• Records to process
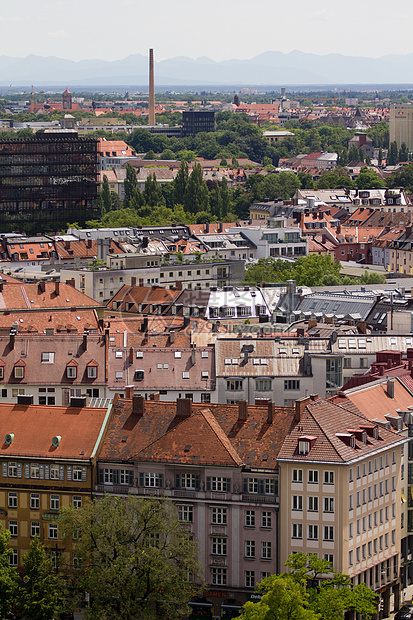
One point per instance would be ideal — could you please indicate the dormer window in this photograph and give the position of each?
(303, 447)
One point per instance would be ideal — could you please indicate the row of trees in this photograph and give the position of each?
(312, 270)
(132, 556)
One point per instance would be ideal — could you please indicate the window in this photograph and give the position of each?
(151, 479)
(328, 532)
(313, 476)
(47, 358)
(54, 472)
(19, 372)
(234, 384)
(250, 579)
(313, 503)
(219, 516)
(291, 384)
(312, 532)
(13, 558)
(263, 486)
(219, 576)
(54, 502)
(92, 372)
(263, 385)
(219, 546)
(13, 528)
(187, 481)
(34, 501)
(250, 548)
(328, 477)
(77, 472)
(329, 504)
(185, 513)
(266, 550)
(12, 470)
(71, 372)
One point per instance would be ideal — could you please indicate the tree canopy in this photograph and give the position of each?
(301, 595)
(136, 556)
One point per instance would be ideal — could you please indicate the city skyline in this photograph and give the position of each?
(79, 31)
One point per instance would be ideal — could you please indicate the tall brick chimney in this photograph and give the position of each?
(151, 120)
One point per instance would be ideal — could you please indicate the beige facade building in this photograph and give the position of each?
(401, 124)
(340, 493)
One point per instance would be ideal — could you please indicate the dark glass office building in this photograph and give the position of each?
(195, 121)
(47, 181)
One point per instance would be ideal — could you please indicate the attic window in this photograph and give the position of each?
(303, 446)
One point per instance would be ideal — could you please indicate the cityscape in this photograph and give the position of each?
(206, 341)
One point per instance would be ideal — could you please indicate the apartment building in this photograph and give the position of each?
(47, 455)
(218, 465)
(340, 494)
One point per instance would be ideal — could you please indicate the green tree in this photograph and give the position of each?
(130, 184)
(134, 552)
(368, 179)
(8, 575)
(39, 596)
(283, 598)
(196, 192)
(153, 192)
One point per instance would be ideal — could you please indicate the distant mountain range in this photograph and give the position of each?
(269, 68)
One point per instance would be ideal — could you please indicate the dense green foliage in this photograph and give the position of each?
(312, 270)
(134, 553)
(291, 597)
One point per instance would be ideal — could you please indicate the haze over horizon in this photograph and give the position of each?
(78, 30)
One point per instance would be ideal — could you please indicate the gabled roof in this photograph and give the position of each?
(34, 426)
(326, 420)
(186, 443)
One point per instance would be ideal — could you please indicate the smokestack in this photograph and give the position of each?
(151, 90)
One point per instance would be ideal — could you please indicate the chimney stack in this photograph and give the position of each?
(242, 410)
(137, 405)
(151, 120)
(183, 407)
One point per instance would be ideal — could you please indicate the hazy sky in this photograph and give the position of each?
(112, 30)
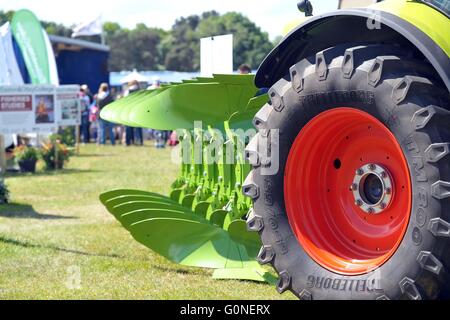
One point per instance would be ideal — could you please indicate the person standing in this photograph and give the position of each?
(85, 124)
(103, 99)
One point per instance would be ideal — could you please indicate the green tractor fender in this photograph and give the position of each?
(409, 23)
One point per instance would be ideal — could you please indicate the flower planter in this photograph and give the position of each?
(52, 165)
(28, 165)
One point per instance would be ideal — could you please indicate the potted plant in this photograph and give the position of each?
(26, 158)
(4, 193)
(55, 154)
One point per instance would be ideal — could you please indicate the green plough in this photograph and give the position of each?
(202, 222)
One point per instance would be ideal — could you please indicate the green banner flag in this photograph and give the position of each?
(28, 33)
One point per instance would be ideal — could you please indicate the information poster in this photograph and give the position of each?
(16, 109)
(38, 108)
(44, 109)
(68, 105)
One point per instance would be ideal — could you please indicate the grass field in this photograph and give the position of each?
(58, 242)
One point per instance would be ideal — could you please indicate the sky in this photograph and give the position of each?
(270, 15)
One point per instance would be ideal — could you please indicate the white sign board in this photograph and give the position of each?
(37, 108)
(68, 105)
(216, 55)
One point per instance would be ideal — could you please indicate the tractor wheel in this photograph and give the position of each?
(359, 207)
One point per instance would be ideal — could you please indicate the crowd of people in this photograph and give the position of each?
(95, 129)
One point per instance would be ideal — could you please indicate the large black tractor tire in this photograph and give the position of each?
(406, 96)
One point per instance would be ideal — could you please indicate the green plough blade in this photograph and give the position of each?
(180, 105)
(184, 237)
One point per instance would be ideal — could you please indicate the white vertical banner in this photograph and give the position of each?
(68, 109)
(216, 55)
(44, 109)
(9, 69)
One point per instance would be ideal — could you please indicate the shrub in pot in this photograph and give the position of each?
(52, 159)
(26, 158)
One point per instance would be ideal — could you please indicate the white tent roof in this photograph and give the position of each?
(134, 76)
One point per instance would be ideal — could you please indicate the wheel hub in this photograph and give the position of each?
(347, 232)
(372, 188)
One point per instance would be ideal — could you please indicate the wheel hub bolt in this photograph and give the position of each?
(372, 188)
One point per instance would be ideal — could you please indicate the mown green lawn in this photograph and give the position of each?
(58, 242)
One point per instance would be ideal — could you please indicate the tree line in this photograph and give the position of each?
(177, 49)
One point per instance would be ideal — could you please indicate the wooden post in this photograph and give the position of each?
(2, 157)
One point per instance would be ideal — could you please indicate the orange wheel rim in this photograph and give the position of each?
(334, 226)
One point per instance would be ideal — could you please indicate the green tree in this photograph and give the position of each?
(250, 46)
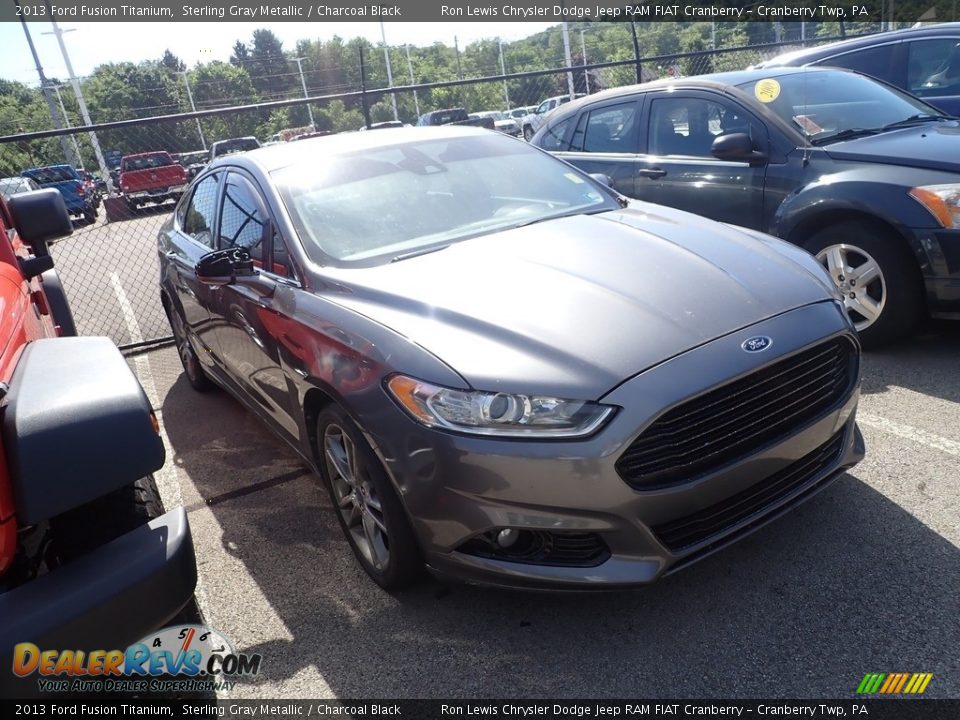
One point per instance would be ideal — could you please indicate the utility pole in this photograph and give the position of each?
(386, 56)
(416, 103)
(565, 28)
(203, 140)
(583, 52)
(636, 51)
(84, 113)
(303, 82)
(78, 161)
(44, 87)
(503, 71)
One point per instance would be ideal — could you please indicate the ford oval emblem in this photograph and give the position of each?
(756, 344)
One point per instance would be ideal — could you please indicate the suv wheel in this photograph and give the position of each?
(876, 275)
(367, 507)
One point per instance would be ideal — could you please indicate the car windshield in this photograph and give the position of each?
(380, 204)
(828, 106)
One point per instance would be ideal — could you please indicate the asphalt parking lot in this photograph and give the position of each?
(862, 578)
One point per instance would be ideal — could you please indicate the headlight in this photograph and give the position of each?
(500, 414)
(943, 202)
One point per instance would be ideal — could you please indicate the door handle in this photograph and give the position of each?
(652, 172)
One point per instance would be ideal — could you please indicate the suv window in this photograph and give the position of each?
(933, 66)
(201, 210)
(241, 218)
(688, 126)
(608, 129)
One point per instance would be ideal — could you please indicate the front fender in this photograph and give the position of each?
(849, 194)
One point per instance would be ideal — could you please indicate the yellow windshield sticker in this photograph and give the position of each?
(767, 90)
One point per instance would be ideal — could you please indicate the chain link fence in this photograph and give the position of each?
(109, 265)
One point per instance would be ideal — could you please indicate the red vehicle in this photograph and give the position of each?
(151, 177)
(88, 559)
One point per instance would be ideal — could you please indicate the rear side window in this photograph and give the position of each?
(241, 218)
(553, 136)
(609, 129)
(933, 67)
(200, 212)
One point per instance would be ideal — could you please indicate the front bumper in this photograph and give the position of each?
(107, 599)
(456, 488)
(938, 252)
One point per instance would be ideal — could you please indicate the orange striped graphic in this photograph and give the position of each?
(894, 683)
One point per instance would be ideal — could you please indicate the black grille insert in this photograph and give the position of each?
(731, 422)
(694, 529)
(542, 547)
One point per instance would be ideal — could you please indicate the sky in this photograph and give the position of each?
(91, 44)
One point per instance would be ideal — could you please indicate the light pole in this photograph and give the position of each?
(503, 71)
(84, 113)
(586, 73)
(386, 56)
(203, 140)
(303, 81)
(416, 103)
(66, 122)
(569, 60)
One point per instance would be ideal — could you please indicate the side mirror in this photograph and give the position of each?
(603, 179)
(40, 216)
(222, 267)
(736, 146)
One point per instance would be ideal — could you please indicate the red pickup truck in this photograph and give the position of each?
(151, 177)
(88, 559)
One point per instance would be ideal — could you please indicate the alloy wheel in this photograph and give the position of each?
(858, 277)
(356, 497)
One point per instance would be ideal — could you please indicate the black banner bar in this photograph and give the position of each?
(476, 10)
(869, 708)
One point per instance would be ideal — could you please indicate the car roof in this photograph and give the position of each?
(716, 81)
(812, 54)
(276, 157)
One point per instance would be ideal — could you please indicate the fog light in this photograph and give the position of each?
(506, 538)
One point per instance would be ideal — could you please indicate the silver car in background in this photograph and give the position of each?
(503, 370)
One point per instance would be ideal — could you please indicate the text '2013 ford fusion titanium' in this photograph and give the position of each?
(502, 369)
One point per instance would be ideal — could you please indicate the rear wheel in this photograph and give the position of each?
(367, 507)
(878, 278)
(188, 357)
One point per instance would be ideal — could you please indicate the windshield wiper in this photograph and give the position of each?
(416, 253)
(846, 135)
(557, 216)
(914, 119)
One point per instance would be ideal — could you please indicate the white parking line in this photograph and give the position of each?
(908, 432)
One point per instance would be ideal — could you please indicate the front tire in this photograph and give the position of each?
(878, 278)
(368, 509)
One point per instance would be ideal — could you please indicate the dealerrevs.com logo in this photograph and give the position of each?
(177, 658)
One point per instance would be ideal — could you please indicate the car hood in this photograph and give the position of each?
(574, 306)
(935, 146)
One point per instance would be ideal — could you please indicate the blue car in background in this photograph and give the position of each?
(80, 199)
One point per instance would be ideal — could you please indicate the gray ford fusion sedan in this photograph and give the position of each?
(502, 370)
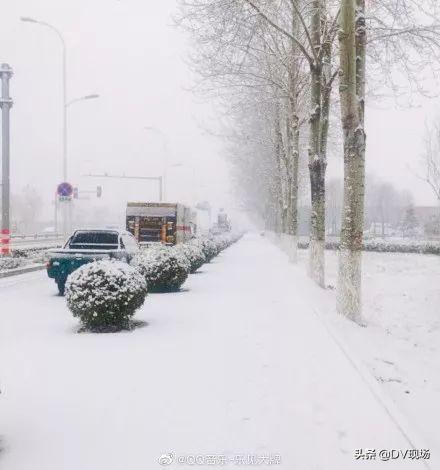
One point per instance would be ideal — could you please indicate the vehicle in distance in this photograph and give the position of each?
(85, 246)
(160, 222)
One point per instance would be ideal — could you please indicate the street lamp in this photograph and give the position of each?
(27, 19)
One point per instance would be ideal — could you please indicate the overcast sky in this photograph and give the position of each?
(129, 53)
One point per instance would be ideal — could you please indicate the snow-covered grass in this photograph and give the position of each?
(401, 343)
(236, 364)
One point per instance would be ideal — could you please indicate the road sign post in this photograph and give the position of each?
(65, 194)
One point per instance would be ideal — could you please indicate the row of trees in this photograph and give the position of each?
(277, 69)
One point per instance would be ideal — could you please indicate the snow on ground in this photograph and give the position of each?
(401, 344)
(236, 365)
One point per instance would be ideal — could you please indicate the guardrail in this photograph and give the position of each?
(36, 236)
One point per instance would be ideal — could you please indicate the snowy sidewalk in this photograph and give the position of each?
(236, 365)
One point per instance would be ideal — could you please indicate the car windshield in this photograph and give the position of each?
(99, 240)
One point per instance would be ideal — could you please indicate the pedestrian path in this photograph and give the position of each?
(235, 370)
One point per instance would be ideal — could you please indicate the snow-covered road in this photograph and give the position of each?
(236, 365)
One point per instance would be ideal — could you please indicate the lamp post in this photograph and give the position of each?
(64, 89)
(5, 105)
(65, 105)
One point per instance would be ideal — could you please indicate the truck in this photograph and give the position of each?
(86, 246)
(160, 222)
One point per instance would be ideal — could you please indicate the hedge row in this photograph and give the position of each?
(105, 294)
(385, 247)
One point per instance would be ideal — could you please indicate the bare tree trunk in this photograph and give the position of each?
(280, 156)
(352, 39)
(292, 132)
(317, 161)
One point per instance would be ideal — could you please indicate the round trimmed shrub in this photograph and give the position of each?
(163, 268)
(104, 295)
(208, 247)
(193, 254)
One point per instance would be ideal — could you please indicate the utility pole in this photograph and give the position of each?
(5, 105)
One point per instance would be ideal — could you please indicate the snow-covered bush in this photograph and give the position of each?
(164, 269)
(105, 294)
(9, 262)
(193, 254)
(208, 247)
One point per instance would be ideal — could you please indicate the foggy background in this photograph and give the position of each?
(130, 53)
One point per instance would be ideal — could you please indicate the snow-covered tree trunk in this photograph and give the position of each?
(280, 186)
(317, 160)
(352, 40)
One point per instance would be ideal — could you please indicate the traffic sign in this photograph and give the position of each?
(65, 190)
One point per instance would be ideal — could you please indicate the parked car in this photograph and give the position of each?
(85, 246)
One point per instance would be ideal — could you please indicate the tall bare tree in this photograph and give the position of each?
(352, 49)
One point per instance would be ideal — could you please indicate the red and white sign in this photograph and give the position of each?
(5, 239)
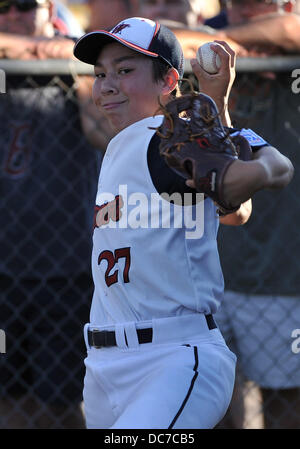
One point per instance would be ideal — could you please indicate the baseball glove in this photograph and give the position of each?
(198, 148)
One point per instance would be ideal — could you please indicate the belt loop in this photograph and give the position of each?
(120, 336)
(85, 335)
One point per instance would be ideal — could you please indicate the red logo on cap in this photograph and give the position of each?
(119, 28)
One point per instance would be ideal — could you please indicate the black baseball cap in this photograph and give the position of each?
(142, 35)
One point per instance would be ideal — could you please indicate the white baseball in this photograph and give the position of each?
(208, 59)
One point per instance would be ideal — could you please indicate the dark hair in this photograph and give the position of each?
(160, 69)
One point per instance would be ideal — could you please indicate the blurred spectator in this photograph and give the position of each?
(262, 26)
(180, 12)
(104, 14)
(65, 22)
(48, 183)
(261, 307)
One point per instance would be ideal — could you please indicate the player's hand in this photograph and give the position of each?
(218, 85)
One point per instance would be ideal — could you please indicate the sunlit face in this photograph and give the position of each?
(29, 23)
(124, 89)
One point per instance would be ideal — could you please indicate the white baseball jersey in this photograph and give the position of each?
(143, 267)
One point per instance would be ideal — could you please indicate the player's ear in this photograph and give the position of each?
(170, 81)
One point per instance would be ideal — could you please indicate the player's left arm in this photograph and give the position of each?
(268, 170)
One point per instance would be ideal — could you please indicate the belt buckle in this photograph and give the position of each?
(94, 331)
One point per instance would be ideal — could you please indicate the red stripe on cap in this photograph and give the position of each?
(137, 47)
(157, 27)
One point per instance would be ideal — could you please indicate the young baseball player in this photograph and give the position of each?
(156, 358)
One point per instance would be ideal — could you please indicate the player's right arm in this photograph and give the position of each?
(14, 46)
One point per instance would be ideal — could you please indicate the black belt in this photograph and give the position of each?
(100, 339)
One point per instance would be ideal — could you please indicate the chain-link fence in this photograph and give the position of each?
(48, 181)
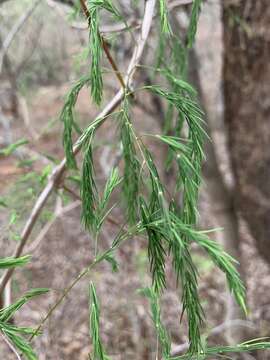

• Aim
Select every row that contains the word "bare" and copy each one out.

• Answer below
One point per instance would be ideal — could you please indicate the bare tree trunk in this photograph and give the position of each?
One point per instance would be ideal — could you please indicate the tall bare tree in this photograph and give the position of each?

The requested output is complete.